Locate each line in the entries below that contains the string "cloud", and copy those lines out one per line.

Pointing and labeling entries:
• • • • •

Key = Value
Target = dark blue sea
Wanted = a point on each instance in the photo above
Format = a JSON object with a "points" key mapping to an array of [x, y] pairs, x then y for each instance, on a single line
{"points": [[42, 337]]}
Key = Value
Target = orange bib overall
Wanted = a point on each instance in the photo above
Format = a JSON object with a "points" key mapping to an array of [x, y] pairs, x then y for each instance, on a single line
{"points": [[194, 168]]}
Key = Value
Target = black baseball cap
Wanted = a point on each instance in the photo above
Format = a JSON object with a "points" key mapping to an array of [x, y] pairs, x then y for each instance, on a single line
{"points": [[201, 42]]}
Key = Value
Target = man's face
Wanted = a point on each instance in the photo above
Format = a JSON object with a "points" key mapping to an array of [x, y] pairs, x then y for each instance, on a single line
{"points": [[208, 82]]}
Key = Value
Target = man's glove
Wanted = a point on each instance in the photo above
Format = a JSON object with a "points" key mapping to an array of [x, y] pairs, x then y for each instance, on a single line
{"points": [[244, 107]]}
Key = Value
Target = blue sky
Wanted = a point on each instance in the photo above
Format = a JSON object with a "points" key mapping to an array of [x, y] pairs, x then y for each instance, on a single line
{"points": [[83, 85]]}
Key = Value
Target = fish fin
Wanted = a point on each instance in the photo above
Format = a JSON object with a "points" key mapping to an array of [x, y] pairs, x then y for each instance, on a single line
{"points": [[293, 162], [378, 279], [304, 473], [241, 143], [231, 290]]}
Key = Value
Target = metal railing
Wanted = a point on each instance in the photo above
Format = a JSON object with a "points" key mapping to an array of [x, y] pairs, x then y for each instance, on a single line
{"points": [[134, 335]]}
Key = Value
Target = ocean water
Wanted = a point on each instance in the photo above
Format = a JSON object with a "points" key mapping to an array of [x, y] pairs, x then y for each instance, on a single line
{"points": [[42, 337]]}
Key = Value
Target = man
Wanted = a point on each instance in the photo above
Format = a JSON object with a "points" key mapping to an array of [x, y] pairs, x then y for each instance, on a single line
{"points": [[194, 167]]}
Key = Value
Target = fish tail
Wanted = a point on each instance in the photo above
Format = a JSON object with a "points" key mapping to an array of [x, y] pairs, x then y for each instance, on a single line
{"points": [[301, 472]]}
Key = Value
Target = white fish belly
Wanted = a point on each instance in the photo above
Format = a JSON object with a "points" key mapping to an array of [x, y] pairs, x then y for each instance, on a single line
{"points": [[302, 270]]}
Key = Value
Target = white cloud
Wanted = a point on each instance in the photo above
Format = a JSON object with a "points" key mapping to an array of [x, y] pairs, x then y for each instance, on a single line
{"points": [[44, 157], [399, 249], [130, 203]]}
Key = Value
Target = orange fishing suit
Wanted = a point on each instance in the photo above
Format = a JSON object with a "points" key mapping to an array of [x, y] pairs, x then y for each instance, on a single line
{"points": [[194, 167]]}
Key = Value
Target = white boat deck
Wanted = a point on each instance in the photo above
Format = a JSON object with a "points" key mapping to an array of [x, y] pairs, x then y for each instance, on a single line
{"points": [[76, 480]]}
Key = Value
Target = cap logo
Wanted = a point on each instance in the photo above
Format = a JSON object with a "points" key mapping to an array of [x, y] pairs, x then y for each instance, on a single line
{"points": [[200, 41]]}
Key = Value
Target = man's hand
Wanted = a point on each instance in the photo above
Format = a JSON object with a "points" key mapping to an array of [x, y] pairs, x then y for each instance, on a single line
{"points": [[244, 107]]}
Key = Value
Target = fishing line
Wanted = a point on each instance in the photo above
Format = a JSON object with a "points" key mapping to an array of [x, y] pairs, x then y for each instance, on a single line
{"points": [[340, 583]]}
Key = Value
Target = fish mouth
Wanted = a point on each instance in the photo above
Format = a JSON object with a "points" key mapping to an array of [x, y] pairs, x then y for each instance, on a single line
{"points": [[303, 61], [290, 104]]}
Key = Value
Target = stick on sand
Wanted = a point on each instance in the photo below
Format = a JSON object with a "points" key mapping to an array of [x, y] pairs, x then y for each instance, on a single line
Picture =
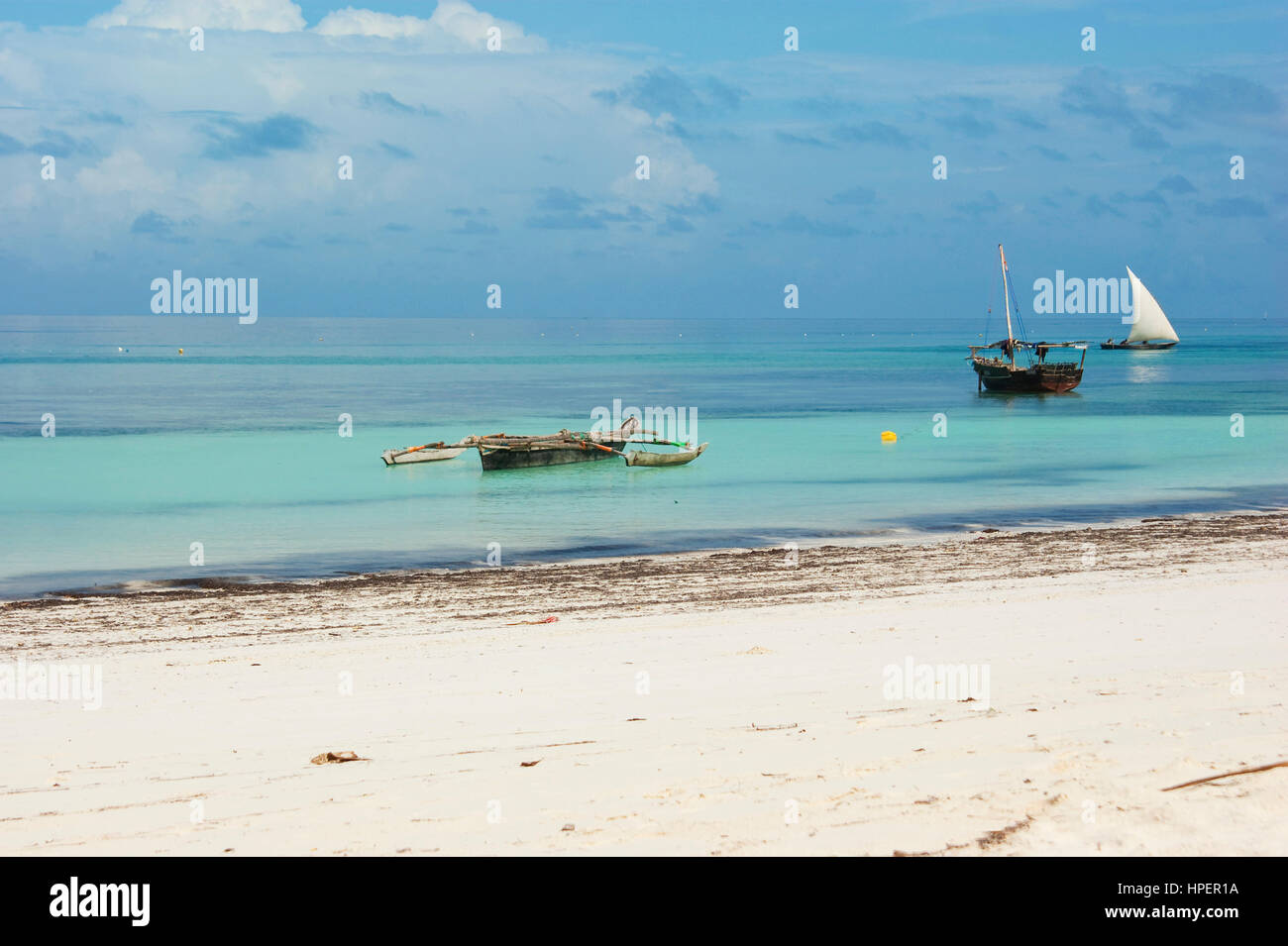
{"points": [[1227, 775]]}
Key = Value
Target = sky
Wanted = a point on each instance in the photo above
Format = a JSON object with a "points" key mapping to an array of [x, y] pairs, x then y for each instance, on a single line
{"points": [[516, 166]]}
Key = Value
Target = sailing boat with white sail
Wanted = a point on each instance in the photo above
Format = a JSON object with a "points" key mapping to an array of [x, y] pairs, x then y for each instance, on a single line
{"points": [[1150, 328]]}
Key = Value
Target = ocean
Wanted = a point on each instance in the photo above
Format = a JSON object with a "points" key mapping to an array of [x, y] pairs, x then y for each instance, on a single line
{"points": [[236, 444]]}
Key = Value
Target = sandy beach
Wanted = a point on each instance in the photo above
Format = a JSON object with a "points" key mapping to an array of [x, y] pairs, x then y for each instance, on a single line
{"points": [[732, 703]]}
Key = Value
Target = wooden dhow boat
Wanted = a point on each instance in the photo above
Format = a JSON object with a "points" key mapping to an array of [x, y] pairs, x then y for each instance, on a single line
{"points": [[1005, 372], [1149, 327]]}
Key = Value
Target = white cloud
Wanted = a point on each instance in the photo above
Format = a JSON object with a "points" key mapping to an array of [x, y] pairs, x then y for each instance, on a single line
{"points": [[124, 171], [455, 25], [269, 16]]}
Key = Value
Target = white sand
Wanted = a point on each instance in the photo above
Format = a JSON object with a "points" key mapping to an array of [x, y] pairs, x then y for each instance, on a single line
{"points": [[1107, 684]]}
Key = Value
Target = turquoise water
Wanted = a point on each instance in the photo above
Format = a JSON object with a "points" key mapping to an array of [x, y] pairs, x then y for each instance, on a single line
{"points": [[235, 443]]}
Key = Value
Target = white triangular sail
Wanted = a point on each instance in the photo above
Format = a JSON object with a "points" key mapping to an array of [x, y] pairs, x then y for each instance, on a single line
{"points": [[1150, 323]]}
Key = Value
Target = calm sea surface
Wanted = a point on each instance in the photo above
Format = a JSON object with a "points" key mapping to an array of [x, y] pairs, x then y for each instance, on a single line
{"points": [[236, 444]]}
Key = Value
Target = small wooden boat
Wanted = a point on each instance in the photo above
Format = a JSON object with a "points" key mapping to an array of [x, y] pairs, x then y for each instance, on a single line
{"points": [[1149, 327], [653, 459], [1034, 376], [505, 452], [425, 454]]}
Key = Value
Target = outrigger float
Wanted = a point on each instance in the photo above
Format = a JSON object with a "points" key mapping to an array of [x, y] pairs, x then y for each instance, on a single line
{"points": [[506, 452]]}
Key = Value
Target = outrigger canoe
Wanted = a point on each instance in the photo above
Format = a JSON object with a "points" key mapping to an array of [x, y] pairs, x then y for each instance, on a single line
{"points": [[425, 454], [653, 459]]}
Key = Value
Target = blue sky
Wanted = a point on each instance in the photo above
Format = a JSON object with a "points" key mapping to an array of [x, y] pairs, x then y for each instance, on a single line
{"points": [[516, 166]]}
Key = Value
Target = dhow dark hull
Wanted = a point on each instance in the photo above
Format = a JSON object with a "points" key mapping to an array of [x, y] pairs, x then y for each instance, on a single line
{"points": [[1037, 379]]}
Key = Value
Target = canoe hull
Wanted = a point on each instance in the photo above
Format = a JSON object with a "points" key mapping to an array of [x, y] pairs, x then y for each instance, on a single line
{"points": [[536, 456], [430, 456], [651, 459], [1137, 345]]}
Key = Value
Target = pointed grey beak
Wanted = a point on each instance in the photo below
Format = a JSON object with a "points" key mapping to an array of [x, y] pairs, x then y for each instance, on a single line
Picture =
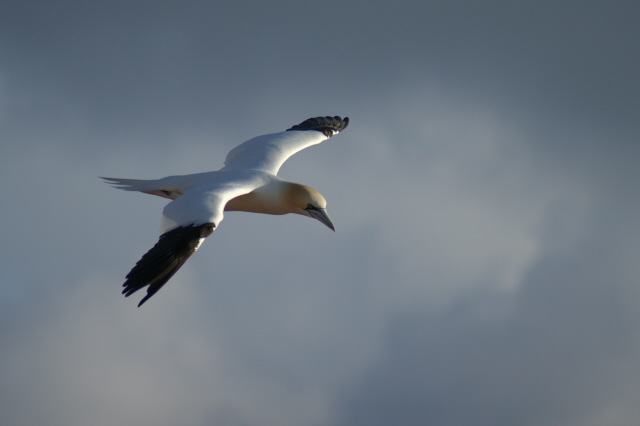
{"points": [[322, 216]]}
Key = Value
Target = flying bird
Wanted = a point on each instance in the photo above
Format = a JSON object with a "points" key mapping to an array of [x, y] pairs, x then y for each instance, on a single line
{"points": [[247, 182]]}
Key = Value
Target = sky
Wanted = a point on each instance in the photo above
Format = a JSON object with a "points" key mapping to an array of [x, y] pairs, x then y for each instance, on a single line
{"points": [[485, 194]]}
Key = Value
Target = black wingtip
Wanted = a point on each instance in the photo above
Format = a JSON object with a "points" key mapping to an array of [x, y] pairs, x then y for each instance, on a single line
{"points": [[160, 263], [329, 126]]}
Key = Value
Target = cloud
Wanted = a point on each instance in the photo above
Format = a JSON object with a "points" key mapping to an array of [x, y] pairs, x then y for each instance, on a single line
{"points": [[484, 267]]}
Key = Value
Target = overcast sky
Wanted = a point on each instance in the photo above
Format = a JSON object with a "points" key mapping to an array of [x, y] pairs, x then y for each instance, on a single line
{"points": [[486, 197]]}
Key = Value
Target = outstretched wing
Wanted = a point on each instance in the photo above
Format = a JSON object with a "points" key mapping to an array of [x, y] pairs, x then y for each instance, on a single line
{"points": [[268, 152], [186, 222]]}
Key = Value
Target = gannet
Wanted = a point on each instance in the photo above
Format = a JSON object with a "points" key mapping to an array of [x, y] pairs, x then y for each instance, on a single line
{"points": [[247, 182]]}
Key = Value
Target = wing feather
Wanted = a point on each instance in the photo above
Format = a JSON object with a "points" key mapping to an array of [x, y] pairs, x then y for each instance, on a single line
{"points": [[268, 152]]}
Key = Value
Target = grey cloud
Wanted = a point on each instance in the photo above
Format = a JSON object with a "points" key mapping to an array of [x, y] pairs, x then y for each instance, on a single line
{"points": [[485, 196]]}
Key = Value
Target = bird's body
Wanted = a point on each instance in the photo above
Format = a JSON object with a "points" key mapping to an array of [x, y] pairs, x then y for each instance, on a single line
{"points": [[247, 182]]}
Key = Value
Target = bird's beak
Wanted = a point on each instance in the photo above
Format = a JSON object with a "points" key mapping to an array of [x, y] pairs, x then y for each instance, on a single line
{"points": [[322, 216]]}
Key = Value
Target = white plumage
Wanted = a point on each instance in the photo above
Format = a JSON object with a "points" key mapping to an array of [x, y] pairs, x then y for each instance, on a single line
{"points": [[247, 182]]}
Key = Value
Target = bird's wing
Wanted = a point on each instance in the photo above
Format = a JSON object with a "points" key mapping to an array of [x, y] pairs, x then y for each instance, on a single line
{"points": [[186, 222], [268, 152]]}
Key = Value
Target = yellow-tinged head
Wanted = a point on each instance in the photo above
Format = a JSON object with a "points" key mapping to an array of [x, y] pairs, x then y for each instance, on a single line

• • • • •

* [THE OUTPUT]
Target = white cloud
Target = white cloud
Target = cloud
Target = grey cloud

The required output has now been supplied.